Task material
....
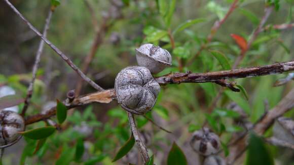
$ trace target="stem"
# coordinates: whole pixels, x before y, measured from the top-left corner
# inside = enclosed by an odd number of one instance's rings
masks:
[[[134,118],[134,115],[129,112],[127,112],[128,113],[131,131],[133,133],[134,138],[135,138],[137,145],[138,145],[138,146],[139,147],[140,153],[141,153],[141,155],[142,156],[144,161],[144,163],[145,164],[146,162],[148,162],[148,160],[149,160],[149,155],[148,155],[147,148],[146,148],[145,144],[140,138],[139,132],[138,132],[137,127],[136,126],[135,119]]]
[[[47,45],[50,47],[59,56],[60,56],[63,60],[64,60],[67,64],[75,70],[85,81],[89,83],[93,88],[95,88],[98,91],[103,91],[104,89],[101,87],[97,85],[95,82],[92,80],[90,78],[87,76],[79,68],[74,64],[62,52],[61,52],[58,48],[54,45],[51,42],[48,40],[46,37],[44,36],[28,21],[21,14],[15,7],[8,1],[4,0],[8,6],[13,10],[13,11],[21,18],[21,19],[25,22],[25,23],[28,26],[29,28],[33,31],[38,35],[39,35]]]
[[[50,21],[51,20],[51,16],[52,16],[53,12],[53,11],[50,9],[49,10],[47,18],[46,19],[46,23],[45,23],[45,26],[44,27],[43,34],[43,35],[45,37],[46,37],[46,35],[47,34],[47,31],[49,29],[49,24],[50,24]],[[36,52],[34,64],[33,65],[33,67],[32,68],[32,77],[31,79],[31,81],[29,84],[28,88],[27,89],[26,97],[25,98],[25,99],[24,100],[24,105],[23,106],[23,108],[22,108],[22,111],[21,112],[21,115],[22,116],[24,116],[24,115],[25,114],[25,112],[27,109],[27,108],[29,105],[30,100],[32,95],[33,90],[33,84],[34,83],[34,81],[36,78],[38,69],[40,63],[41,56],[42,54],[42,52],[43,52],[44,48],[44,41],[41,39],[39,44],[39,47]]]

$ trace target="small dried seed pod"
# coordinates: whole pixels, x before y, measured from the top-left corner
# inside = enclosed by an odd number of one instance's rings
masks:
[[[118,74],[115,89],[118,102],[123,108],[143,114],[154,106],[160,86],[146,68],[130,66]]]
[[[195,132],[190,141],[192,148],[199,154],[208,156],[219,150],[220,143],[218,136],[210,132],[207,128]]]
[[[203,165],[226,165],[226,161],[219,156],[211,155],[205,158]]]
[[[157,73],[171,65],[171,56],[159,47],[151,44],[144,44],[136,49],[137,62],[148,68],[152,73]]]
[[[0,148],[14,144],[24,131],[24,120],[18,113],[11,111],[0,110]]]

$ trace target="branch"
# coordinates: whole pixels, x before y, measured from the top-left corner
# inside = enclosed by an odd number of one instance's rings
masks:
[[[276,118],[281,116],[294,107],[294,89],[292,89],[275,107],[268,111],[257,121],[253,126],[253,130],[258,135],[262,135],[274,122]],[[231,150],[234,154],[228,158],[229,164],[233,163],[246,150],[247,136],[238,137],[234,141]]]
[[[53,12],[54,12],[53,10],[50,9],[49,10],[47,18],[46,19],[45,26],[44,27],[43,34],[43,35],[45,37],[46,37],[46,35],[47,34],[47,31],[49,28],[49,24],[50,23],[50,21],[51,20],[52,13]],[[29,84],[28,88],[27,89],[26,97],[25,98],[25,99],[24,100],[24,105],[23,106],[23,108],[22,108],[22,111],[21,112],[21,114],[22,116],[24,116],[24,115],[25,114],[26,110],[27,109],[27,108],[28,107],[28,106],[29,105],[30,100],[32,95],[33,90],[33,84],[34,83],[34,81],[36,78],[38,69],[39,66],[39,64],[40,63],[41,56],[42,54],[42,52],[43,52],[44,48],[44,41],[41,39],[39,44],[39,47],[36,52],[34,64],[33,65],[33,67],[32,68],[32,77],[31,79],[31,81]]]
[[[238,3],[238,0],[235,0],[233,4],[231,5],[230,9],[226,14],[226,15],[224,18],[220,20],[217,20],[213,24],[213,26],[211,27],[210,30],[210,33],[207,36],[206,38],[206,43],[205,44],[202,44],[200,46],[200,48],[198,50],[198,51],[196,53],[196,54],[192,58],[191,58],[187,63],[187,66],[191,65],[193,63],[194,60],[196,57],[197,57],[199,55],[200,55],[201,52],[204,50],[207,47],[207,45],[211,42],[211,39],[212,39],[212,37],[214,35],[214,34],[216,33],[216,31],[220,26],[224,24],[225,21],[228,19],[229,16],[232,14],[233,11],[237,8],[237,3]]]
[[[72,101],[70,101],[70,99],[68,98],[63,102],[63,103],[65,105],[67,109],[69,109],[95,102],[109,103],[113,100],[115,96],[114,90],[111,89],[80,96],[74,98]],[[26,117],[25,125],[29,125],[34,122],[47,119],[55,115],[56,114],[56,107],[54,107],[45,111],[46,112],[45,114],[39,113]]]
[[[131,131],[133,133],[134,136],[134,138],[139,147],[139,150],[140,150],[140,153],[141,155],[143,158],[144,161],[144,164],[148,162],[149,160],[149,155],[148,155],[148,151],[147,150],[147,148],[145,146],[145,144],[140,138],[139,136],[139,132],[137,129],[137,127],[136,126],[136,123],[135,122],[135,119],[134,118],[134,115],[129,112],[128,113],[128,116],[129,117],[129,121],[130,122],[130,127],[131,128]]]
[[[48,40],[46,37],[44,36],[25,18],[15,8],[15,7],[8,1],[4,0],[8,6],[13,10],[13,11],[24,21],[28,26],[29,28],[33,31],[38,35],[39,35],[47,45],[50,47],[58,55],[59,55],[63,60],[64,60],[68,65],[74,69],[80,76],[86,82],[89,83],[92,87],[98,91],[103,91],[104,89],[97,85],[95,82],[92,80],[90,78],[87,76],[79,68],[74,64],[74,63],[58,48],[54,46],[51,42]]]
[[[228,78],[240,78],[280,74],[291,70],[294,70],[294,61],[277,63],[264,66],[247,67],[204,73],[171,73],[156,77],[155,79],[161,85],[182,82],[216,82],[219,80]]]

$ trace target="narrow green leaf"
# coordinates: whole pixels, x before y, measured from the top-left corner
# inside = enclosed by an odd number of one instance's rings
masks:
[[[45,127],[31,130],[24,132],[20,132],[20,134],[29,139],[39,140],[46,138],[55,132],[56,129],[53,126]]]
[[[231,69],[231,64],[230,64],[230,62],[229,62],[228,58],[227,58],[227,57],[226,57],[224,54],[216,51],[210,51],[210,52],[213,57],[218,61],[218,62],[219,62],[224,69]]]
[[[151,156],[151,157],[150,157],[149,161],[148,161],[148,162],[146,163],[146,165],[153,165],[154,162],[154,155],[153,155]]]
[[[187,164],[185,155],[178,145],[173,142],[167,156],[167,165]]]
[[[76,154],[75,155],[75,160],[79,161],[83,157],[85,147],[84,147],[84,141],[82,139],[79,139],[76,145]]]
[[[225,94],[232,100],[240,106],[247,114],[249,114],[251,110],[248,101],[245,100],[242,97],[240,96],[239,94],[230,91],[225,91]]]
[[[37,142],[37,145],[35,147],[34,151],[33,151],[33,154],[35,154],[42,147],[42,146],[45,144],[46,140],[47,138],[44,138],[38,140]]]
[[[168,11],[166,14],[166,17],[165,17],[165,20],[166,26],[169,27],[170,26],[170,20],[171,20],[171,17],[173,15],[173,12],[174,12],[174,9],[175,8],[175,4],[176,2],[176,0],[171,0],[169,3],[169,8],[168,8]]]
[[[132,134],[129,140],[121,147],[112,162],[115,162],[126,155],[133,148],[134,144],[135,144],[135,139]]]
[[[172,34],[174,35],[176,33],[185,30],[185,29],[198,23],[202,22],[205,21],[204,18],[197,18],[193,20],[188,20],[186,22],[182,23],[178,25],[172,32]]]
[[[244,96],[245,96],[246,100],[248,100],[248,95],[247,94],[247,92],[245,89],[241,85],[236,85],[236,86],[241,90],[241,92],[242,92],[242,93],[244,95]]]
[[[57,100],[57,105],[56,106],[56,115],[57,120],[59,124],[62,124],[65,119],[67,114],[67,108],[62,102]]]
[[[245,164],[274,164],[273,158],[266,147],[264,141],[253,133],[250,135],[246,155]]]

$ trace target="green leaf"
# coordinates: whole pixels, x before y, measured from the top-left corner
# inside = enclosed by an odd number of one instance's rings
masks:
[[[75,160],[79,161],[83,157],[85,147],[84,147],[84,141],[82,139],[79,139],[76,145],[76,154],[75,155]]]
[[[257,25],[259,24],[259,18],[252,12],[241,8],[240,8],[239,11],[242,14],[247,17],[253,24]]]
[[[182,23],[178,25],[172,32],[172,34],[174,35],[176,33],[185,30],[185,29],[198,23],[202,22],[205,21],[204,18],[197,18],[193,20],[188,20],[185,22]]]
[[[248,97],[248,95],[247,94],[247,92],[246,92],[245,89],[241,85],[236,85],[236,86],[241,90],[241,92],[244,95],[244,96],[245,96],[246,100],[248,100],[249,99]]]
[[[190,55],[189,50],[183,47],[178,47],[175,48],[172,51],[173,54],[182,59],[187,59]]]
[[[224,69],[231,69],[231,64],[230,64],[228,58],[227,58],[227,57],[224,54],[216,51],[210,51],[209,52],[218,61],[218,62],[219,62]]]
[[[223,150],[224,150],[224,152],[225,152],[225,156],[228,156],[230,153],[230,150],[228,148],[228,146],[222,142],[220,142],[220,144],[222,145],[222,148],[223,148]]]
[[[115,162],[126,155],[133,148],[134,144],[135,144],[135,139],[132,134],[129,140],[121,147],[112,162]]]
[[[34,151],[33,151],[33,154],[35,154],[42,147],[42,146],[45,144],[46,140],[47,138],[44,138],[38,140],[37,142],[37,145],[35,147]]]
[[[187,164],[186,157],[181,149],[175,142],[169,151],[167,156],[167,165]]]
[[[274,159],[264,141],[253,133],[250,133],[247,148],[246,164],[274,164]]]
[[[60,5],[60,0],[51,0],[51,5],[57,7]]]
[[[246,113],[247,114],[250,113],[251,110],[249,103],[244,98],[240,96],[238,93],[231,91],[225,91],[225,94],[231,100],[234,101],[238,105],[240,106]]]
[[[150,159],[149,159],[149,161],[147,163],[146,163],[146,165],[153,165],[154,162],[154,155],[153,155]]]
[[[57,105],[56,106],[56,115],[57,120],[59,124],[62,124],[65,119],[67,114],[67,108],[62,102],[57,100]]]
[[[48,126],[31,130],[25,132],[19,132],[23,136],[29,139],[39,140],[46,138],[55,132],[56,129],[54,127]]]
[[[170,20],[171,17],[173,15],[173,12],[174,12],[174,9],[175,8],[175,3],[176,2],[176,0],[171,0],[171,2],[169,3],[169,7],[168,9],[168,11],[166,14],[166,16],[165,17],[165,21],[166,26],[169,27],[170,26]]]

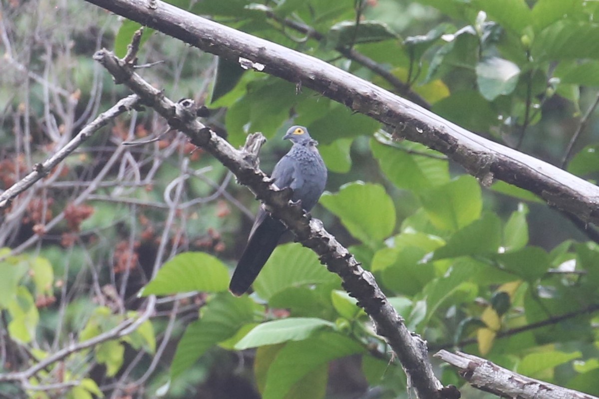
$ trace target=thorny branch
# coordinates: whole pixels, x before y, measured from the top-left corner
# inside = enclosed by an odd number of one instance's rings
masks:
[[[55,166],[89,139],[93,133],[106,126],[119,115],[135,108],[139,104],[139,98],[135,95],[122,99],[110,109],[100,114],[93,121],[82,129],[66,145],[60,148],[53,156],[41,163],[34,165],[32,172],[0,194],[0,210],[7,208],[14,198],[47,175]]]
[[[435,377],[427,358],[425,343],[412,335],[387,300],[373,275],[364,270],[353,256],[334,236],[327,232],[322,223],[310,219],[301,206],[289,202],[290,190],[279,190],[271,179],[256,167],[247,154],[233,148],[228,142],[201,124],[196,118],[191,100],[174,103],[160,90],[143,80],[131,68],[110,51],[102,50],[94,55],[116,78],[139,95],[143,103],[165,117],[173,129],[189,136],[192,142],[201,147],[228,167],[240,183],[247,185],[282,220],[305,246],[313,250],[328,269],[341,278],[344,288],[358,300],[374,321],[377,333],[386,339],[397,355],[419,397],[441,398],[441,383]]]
....
Written instruction
Collect every line from the rows above that contains the string "branch", and copy each one unchanged.

Correct response
$ trace target="branch"
$ trace target=thorny branch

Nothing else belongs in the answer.